**DIRECTIVES**
1 > Reproduce the Azerigasbank text from "The minority shareholders" to "dividends per annum.", changing "dividend policy" to "payout policy".
2 > According to the Azerigasbank text, since what date has the bank been a member of the Baku Stock Exchange?

**EXTRACT**
--- --- ---

Azerigasbank, sometimes spelled as Azerigazbank or AGBank is a private commercial bank established in 1992 in Baku, Azerbaijan. It is the member of Baku Stock Exchange since 15 September 1993. The official auditor of the bank is the international auditor PricewaterhouseCoopers from 2000 on.

Shareholders
International Finance Corporation  - 17.500 percent
Kazimir Partners Company - 10.000 percent
Chingiz Asadullayev (chairman of the supervisory board) - 27.532 percent 
Farzulla Yusifov (member of the supervisory board) - 23.111 percent

The minority shareholders count to 74 and hold 21.856 percent of the bank's equity. The bank's dividend policy is to pay out 15 percent dividends per annum.

--- --- ---

**MATERIAL SHOWN**

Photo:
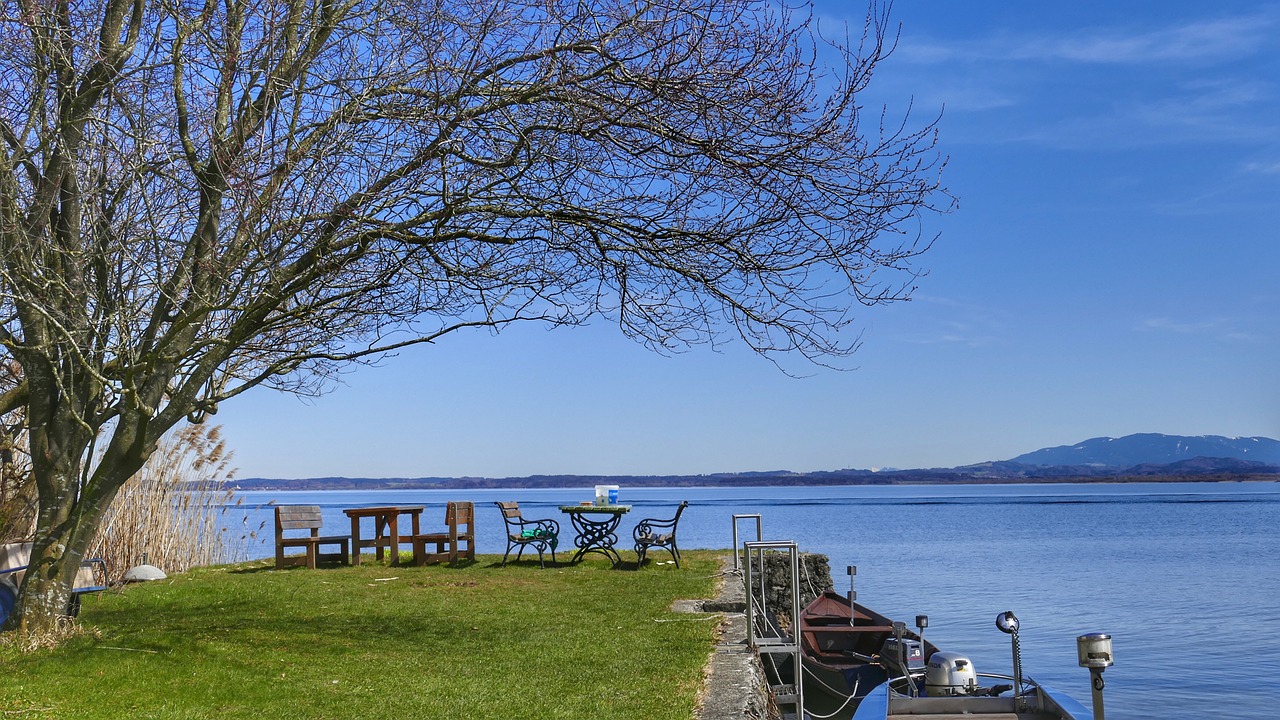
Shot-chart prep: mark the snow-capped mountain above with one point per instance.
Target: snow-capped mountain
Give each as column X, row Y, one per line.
column 1147, row 449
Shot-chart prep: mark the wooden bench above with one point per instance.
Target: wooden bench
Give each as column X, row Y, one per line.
column 90, row 578
column 306, row 518
column 460, row 520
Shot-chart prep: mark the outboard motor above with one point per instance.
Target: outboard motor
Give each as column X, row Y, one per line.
column 950, row 674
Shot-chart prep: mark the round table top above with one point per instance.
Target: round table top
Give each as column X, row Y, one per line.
column 609, row 509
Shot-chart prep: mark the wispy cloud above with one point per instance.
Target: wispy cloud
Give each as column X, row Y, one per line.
column 1188, row 42
column 958, row 323
column 1264, row 168
column 1220, row 328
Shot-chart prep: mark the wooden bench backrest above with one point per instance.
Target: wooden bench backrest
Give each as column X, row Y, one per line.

--- --- ---

**TASK RESULTS**
1 >
The minority shareholders count to 74 and hold 21.856 percent of the bank's equity. The bank's payout policy is to pay out 15 percent dividends per annum.

2 > 15 September 1993